━━ PAGE TEXT

Creator: Sadykiewicz, Michael
Physical Location: Hoover Institution Library & Archives

Access

The collection is open for research; materials must be requested in advance via our reservation system. If there are audiovisual or digital media material in the collection, they must be reformatted before providing access.

Use

For copyright status, please contact the Hoover Institution Library & Archives.

Acquisition Information

Materials were acquired by the Hoover Institution Library & Archives in 2017.

Preferred Citation

[Identification of item], Michael Sadykiewicz papers, [Box no., Folder no. or title], Hoover Institution Library & Archives.

Biographical Note

Michał, or Michael, Sadykiewicz was born in 1924 into a Polish-Jewish family in the large industrial city of Łódź. He received his primary and most of his secondary education in his home town. When Hitler's Germany and Stalin's Russia attacked Poland in September 1939, the Sadykiewicz family took refuge in Eastern Poland, which was soon occupied by the Soviets. They then moved further east to the Russian city of Tambov, southeast of Moscow. Sadykiewicz completed his secondary education there in 1941, about the time that Germany attacked its erstwhile Soviet ally. The seventeen-year-old Sadykiewicz volunteered for the Red Army. Two years later, when Polish units were organized under Soviet command, he was transferred to one of them, and during the next two years fought along the battle route from Moscow to Berlin.
Immediately after the war, Sadykiewicz was involved in campaigns against the Polish and Ukrainian anticommunist underground. He then joined the Communist Party, was awarded several medals, and was sent to an officer training school. By 1950, at the age of twenty-six, he was a colonel in command of an infantry division. In 1954, Colonel Sadykiewicz completed a course of studies at the General Staff Academy in Warsaw, Communist Poland's highest military school, and was put in charge of the General Staff's continuing education programs for officers.

━━━━
━━ DATA SECTION

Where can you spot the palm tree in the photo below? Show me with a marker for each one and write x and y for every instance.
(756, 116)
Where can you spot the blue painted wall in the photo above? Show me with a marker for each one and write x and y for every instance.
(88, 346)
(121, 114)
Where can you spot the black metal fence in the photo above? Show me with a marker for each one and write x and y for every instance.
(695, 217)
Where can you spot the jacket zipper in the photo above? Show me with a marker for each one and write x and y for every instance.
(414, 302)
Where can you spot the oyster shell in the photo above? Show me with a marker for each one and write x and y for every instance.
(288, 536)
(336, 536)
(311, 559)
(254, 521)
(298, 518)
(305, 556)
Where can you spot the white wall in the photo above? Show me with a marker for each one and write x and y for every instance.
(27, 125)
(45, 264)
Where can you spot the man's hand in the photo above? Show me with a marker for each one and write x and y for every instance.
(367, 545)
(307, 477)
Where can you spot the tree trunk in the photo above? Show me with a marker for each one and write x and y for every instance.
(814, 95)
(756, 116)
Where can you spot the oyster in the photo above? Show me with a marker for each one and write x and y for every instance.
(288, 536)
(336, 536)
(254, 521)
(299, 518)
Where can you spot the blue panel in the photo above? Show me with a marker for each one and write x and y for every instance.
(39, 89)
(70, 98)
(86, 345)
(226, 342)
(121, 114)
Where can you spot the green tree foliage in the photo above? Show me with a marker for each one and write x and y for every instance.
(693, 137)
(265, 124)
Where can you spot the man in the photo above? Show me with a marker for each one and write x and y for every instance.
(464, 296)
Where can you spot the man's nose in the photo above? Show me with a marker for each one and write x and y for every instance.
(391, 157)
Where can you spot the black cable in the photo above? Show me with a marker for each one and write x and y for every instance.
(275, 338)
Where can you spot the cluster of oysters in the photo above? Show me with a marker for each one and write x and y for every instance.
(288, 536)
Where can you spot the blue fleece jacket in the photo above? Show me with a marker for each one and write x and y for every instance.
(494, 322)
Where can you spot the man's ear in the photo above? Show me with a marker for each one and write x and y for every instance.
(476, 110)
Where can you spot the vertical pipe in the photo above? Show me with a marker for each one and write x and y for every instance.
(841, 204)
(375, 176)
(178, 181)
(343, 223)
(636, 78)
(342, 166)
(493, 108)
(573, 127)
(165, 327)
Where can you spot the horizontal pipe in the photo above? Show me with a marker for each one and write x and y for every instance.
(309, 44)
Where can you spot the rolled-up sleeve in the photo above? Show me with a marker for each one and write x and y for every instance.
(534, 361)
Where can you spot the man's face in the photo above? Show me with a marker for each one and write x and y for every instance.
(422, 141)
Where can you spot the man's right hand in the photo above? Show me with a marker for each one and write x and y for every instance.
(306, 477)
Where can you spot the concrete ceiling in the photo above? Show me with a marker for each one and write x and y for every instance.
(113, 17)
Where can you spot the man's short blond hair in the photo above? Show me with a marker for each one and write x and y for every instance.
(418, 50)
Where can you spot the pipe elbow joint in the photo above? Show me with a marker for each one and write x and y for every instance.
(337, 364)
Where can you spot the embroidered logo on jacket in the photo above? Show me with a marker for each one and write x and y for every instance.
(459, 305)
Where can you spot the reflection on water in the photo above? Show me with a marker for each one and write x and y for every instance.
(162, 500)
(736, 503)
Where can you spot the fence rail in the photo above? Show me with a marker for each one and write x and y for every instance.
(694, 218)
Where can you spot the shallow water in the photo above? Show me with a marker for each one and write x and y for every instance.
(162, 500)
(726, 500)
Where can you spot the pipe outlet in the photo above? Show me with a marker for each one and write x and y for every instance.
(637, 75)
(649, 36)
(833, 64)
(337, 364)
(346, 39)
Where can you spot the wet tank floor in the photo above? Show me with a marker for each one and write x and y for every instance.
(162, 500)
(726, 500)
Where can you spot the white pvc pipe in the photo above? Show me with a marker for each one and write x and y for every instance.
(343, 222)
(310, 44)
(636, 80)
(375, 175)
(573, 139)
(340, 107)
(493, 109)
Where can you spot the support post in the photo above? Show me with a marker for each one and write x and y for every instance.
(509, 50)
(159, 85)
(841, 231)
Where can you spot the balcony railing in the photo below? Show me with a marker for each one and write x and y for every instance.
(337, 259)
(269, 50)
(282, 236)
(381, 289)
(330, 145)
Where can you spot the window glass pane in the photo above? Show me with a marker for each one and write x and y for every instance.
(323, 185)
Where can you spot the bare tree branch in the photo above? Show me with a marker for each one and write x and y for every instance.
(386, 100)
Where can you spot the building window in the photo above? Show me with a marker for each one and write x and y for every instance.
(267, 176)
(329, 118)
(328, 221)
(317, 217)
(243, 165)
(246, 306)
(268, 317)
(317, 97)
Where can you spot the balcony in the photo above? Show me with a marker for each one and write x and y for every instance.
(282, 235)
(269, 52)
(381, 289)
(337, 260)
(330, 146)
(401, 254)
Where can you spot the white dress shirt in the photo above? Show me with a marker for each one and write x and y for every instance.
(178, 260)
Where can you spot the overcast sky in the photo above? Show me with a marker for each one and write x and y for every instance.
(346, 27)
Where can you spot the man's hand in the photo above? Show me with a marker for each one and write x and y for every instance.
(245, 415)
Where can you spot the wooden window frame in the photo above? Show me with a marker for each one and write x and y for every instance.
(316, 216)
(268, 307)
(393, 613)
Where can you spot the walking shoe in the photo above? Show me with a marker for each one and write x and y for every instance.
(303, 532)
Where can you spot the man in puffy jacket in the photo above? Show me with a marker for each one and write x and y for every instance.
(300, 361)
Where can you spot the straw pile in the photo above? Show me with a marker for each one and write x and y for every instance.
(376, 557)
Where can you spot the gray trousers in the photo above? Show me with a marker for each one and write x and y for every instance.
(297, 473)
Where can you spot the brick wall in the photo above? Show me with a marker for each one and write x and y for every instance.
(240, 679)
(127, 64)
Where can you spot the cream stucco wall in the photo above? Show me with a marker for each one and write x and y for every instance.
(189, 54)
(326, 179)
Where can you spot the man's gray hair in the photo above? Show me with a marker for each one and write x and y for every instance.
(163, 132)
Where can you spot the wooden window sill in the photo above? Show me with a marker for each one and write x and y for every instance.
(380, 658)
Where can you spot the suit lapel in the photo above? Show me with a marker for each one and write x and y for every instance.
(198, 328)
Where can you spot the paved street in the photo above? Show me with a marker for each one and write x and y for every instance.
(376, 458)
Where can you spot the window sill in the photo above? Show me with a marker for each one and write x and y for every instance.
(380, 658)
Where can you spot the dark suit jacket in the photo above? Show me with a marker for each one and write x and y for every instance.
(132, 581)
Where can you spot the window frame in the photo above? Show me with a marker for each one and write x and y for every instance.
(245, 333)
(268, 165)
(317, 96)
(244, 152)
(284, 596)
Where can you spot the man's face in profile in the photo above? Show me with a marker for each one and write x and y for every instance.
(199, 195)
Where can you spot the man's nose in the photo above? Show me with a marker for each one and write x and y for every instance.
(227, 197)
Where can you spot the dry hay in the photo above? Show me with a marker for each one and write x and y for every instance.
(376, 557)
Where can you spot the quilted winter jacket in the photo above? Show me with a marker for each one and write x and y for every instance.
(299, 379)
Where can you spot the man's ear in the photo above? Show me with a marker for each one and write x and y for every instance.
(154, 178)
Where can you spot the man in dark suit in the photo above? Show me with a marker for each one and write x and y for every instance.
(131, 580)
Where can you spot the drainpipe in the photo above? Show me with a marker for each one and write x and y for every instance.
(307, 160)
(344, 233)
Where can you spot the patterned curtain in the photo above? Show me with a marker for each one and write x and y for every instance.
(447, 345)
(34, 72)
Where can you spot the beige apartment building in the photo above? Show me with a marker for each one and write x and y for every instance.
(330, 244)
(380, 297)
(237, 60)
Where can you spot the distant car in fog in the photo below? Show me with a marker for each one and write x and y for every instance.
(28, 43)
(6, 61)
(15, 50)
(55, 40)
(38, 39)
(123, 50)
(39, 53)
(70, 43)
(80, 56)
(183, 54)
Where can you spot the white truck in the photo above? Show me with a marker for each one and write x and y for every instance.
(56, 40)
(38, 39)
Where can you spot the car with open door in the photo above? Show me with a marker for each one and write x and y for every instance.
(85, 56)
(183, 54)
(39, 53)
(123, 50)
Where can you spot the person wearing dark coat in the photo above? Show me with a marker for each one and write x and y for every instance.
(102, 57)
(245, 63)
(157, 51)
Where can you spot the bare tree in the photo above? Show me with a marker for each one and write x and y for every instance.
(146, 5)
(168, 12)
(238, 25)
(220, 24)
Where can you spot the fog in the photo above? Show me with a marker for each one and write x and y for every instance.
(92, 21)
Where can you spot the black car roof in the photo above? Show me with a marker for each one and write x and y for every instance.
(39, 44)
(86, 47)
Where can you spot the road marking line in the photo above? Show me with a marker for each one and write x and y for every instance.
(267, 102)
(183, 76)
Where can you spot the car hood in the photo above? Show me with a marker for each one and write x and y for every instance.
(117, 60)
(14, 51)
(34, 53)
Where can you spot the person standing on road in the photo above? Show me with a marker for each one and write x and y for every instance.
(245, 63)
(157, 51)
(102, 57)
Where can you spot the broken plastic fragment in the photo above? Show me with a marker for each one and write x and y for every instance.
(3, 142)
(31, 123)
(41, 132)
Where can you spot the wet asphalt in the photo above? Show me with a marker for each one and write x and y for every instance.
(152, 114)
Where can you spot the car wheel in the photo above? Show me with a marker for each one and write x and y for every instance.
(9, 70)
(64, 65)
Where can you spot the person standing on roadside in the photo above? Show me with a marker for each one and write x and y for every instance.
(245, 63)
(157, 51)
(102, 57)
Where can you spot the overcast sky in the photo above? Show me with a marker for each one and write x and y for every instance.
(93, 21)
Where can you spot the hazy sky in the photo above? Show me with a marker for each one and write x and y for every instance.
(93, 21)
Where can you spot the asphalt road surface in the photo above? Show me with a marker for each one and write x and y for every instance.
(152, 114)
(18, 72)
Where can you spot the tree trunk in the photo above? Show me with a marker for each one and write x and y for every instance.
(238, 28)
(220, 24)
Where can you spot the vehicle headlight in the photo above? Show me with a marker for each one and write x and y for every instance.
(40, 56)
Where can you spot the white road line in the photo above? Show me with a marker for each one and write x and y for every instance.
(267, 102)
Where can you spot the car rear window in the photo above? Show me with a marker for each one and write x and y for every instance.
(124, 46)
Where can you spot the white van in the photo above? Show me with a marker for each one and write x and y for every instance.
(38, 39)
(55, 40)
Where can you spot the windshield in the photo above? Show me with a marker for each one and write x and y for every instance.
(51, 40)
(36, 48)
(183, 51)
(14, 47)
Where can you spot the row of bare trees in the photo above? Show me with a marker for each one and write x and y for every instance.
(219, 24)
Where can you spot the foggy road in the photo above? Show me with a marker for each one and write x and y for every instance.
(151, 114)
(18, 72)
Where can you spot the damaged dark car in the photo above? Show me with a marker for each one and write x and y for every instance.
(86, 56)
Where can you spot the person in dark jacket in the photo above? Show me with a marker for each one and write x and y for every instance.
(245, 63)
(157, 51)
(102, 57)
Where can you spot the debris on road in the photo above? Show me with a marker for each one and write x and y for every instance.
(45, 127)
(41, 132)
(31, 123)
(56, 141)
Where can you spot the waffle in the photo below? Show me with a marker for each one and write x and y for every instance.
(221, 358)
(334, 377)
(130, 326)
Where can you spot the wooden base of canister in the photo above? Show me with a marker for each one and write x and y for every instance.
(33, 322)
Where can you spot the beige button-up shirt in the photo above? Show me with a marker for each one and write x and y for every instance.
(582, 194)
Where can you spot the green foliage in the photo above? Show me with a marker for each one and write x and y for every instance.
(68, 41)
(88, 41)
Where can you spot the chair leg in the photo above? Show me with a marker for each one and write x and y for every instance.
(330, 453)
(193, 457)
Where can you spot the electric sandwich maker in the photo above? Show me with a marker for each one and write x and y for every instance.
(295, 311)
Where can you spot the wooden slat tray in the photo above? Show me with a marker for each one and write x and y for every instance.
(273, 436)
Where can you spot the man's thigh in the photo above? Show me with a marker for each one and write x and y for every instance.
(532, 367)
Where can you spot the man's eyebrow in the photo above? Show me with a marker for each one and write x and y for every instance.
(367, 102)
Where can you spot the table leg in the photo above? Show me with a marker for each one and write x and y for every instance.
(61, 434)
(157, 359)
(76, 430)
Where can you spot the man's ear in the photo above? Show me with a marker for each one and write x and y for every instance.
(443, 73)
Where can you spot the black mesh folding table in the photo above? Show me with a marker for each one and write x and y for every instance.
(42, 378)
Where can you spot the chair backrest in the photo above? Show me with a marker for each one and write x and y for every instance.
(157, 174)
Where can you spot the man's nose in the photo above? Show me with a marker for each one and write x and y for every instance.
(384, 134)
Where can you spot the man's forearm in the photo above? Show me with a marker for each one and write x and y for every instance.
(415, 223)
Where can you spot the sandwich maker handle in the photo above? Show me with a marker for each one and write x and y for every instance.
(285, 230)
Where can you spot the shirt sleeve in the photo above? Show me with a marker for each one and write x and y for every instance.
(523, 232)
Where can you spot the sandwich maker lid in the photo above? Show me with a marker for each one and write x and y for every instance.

━━━━

Which cities does the Sadykiewicz papers page name? The items are separate material and are not part of the Sadykiewicz papers page.

Łódź, Tambov, Moscow, Berlin, Warsaw